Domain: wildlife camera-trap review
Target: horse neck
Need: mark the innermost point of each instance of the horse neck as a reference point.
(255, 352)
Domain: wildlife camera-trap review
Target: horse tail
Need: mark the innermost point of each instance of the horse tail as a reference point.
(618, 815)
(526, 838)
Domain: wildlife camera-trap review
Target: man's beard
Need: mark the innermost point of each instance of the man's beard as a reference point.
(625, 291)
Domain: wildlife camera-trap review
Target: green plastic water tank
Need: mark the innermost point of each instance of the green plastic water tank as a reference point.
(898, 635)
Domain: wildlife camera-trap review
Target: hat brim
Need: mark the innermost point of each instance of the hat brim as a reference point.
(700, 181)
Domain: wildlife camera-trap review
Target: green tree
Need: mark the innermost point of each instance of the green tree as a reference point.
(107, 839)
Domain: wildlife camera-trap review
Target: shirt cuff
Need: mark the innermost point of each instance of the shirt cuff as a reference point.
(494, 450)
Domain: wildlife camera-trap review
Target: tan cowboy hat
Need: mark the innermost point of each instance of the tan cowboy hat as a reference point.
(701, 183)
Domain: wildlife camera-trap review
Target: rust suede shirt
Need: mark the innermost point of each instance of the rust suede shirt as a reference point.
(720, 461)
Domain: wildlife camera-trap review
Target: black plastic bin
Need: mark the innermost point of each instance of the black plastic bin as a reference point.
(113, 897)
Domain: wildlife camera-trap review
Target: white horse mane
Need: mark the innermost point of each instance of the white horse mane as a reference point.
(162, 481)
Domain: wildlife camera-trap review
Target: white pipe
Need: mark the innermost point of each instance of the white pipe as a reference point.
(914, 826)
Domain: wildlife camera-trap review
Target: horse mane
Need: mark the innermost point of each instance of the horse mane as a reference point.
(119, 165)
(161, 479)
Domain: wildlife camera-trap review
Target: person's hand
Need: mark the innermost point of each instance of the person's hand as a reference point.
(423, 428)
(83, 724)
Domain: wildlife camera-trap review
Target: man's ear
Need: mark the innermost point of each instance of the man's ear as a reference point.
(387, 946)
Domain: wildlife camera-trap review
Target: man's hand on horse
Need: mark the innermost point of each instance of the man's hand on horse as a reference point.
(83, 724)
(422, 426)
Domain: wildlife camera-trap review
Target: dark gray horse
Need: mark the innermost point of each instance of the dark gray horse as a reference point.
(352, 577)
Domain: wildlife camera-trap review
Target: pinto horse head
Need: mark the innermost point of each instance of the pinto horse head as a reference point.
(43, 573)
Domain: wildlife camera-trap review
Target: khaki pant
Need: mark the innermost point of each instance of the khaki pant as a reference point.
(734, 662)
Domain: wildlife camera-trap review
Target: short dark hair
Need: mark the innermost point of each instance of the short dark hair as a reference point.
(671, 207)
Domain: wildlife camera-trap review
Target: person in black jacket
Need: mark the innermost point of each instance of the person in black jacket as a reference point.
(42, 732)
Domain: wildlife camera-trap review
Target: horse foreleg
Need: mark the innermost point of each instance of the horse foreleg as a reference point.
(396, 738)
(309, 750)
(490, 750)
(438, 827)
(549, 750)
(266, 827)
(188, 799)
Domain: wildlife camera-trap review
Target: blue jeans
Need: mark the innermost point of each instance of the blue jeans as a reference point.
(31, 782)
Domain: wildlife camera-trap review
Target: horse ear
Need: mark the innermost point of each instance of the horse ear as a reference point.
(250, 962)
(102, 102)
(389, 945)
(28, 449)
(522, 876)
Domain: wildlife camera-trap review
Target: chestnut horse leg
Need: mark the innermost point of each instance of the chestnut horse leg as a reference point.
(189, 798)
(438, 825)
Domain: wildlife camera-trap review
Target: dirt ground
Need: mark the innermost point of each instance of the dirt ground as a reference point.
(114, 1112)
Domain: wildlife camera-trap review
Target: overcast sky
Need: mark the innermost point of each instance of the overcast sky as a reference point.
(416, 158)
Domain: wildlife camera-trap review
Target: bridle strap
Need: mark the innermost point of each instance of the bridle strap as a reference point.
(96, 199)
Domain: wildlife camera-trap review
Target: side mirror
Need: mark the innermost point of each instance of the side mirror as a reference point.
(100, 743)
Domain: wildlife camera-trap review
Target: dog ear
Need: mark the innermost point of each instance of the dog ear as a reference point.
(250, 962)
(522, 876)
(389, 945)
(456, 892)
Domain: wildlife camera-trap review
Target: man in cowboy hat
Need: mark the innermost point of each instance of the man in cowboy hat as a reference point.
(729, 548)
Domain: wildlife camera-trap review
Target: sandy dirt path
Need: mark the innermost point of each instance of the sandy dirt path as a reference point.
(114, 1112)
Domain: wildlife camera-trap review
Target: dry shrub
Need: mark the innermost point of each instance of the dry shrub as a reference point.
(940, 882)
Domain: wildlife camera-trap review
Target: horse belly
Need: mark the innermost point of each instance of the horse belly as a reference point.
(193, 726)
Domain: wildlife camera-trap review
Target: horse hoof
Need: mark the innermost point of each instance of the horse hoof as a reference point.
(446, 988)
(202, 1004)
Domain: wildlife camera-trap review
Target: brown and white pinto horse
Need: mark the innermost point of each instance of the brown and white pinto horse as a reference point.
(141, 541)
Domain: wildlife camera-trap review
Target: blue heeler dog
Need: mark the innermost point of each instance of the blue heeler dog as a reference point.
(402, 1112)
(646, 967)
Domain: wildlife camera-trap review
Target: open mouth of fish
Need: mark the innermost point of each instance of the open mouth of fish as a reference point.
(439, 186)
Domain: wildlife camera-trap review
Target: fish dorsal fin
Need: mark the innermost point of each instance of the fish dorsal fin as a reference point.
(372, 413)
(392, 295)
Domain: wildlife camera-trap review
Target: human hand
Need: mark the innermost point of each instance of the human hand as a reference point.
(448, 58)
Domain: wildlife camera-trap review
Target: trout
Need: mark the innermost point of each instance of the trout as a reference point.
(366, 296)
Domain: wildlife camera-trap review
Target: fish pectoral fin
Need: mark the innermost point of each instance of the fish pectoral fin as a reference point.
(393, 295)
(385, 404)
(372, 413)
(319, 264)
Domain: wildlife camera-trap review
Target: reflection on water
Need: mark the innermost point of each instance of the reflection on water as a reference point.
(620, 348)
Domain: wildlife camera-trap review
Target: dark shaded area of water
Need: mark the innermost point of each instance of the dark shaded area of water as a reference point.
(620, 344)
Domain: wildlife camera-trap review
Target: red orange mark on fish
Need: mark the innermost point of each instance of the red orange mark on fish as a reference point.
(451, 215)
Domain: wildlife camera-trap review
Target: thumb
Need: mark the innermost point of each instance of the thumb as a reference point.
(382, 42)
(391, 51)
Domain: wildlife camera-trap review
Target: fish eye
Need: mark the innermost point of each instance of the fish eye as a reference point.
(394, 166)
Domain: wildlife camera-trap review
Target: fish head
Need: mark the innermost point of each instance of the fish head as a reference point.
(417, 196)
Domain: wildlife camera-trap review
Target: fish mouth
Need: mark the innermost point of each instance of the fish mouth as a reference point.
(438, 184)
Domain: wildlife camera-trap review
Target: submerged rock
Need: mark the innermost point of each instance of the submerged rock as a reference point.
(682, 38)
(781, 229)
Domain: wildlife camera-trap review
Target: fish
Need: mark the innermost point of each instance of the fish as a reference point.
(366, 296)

--- --- ---

- [DO THIS]:
Which lines of the listing above contain the string "cowboy"? Extract each of them in full.

- [SOLUTION TO THE PROBLEM]:
Target: tan cowboy hat
Need: mark the innermost point of each instance of the tan cowboy hat as a reference point.
Target: man in cowboy hat
Need: mark the innermost point of each instance of the man in cowboy hat as a reference point.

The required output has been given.